Exercise passage:
■ ■ ■ ■ ■
List of confirmed tornadoes
| F# | Location | County | Time (UTC) | Path length | Damage |
Oklahoma
| F0 | SE of Wilson | Carter | 2015 | 0.1 miles (0.16 km) |  |
| F0 | NW of Overbrook | Love | 2115 | 0.1 miles (0.16 km) |  |
| F0 | NW of Taylor | Cotton, Stephens | 2143 | 0.1 miles (0.16 km) |  |
| F1 | W of Marietta | Love | 2345 | 0.1 miles (0.16 km) |  |
| F0 | NE of Asphaltum | Jefferson | 0000 | 0.1 miles (0.16 km) |  |
Texas
| F1 | NW of Bellevue | Clay | 2015 | 0.1 miles (0.16 km) |  |
| F3 | SW of Vernon | Wilbarger | 2110 | 2 miles (3.2 km) | A home lost its roof and two walls. |
Source: Tornado History Project Storm Data - May 16, 1968^{[link removed]}

=== Charles City—Elma, Iowa ===

This extremely powerful and large tornado was first spotted near Hansell at around 4:10 P.M. At one point, two tornadoes were seen simultaneously on the ground. Several farms were destroyed before the tornado appeared to lift near Marble Rock. As the tornado approached Charles City, it intensified and enlarged. Thirteen people were killed and 415 were injured by the tornado in Charles City. The tornado then moved to Elma, causing severe damage there. The tornado then turned to the north and dissipated 14 miles north of Elma. 372 homes were destroyed in Charles City, and the damage total was $30 million in Charles City and $1.5 million in Elma.
■ ■ ■ ■ ■
Dataset:
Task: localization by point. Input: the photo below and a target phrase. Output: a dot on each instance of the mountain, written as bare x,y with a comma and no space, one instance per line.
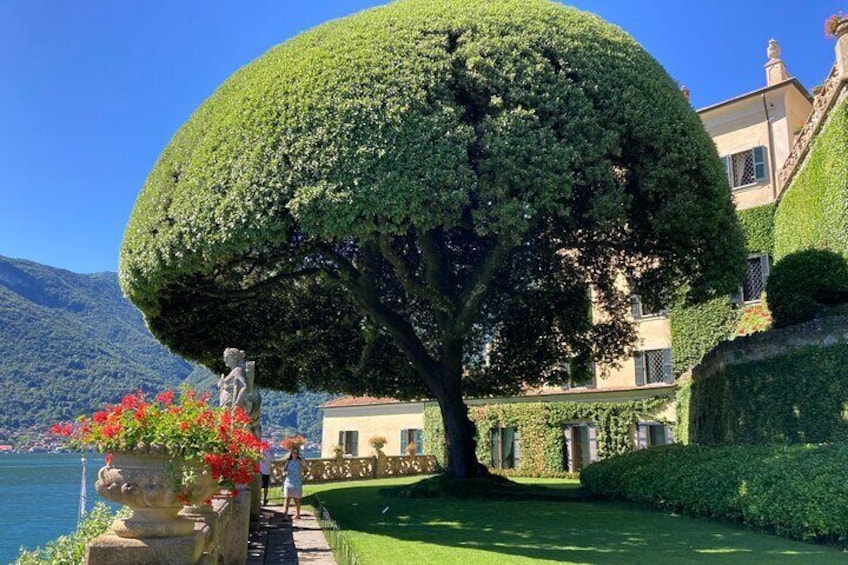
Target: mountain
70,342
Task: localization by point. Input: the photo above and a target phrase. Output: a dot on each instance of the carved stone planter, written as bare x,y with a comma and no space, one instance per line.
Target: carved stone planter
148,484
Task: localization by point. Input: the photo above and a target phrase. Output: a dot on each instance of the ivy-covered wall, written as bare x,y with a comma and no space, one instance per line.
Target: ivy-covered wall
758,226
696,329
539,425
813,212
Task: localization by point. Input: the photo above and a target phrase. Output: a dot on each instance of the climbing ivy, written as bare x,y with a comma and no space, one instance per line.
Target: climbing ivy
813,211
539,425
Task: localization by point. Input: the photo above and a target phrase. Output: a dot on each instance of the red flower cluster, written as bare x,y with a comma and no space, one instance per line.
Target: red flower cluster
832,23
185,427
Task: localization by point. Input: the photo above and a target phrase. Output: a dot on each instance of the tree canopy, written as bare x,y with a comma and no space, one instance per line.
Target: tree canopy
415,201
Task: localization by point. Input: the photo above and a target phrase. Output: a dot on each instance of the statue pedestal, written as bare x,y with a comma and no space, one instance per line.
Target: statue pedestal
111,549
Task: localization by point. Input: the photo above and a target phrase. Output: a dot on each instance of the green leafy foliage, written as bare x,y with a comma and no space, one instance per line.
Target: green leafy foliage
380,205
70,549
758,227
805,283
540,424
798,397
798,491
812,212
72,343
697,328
■ ■ ■ ■ ■
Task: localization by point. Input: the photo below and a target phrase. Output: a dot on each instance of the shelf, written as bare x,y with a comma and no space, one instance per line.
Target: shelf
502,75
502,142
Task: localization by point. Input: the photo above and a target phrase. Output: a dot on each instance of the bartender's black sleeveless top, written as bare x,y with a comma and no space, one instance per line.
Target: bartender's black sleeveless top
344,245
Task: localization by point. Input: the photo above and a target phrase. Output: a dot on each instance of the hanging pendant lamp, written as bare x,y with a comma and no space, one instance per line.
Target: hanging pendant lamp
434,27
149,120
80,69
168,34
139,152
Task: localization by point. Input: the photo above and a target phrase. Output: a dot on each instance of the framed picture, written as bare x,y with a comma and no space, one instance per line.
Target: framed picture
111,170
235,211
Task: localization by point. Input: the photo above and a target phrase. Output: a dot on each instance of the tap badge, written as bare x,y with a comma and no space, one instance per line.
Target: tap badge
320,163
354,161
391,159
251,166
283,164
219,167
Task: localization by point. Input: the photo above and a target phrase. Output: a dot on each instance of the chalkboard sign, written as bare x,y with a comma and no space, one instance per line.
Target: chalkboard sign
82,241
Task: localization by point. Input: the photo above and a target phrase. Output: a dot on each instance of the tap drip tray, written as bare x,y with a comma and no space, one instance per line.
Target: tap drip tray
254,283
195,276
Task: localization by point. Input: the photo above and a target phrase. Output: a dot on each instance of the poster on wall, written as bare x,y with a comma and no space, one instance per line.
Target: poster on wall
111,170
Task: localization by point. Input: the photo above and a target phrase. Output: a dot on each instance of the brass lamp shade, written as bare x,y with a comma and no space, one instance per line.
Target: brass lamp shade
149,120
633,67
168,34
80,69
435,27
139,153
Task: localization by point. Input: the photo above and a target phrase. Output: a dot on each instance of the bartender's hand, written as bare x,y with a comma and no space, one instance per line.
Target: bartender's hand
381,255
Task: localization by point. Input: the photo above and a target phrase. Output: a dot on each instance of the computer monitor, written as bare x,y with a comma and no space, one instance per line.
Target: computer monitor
■ ■ ■ ■ ■
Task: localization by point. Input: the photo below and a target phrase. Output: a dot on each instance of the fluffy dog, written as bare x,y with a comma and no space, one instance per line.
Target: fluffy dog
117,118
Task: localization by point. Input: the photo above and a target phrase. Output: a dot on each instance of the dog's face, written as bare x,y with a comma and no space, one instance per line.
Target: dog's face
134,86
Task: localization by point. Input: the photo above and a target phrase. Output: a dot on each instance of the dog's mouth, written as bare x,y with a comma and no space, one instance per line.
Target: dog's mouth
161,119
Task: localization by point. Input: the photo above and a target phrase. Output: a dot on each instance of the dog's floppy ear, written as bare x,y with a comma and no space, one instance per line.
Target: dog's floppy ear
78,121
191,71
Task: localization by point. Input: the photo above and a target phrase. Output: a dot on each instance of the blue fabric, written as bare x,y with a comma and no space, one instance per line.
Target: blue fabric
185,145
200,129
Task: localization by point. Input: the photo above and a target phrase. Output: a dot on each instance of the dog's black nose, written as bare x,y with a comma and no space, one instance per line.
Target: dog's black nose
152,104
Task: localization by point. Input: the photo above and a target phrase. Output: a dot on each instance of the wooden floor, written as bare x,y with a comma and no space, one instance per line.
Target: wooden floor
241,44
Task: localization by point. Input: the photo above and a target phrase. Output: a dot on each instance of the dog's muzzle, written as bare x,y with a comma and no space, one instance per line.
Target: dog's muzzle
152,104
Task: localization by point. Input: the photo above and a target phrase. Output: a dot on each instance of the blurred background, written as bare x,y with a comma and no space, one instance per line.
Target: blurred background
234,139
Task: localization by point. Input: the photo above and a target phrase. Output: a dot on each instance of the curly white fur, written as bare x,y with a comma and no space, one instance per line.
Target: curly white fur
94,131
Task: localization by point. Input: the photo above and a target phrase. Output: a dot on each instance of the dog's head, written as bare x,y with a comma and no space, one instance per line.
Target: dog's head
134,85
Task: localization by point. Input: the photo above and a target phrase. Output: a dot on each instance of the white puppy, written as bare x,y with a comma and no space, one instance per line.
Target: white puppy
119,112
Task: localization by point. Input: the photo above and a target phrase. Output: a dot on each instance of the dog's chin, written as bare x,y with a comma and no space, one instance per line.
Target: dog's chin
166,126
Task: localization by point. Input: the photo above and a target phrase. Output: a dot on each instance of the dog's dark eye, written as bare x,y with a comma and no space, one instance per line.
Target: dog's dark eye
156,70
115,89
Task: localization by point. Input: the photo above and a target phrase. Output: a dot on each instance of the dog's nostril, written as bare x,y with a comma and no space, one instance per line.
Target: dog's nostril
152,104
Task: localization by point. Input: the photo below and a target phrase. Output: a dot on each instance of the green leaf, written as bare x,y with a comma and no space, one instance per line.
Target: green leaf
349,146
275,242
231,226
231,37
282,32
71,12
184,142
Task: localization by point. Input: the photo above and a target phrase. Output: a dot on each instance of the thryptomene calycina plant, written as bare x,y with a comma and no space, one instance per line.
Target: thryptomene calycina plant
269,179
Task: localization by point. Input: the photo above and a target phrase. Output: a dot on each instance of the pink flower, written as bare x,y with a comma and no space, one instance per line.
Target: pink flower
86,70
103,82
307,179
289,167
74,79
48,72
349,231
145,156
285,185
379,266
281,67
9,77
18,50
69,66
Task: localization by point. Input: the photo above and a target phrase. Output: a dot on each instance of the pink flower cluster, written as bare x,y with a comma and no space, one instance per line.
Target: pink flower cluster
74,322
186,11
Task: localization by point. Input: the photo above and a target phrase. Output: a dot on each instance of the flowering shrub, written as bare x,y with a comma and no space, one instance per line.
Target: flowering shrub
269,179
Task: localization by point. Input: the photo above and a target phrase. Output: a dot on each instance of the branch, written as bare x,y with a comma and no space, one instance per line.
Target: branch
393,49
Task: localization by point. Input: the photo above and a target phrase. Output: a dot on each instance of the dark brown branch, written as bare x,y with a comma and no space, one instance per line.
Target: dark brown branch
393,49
■ ■ ■ ■ ■
Exercise requirements:
a. In the Charles City—Elma tornado account, begin at the words "This extremely powerful" and stop after "million in Elma.". Write that part out again with "spotted" changed to "seen".
b. According to the Charles City—Elma tornado account, how many homes were destroyed in Charles City?

Answers per task:
a.
This extremely powerful and large tornado was first seen near Hansell at around 4:10 P.M. At one point, two tornadoes were seen simultaneously on the ground. Several farms were destroyed before the tornado appeared to lift near Marble Rock. As the tornado approached Charles City, it intensified and enlarged. Thirteen people were killed and 415 were injured by the tornado in Charles City. The tornado then moved to Elma, causing severe damage there. The tornado then turned to the north and dissipated 14 miles north of Elma. 372 homes were destroyed in Charles City, and the damage total was $30 million in Charles City and $1.5 million in Elma.

b. 372 homes.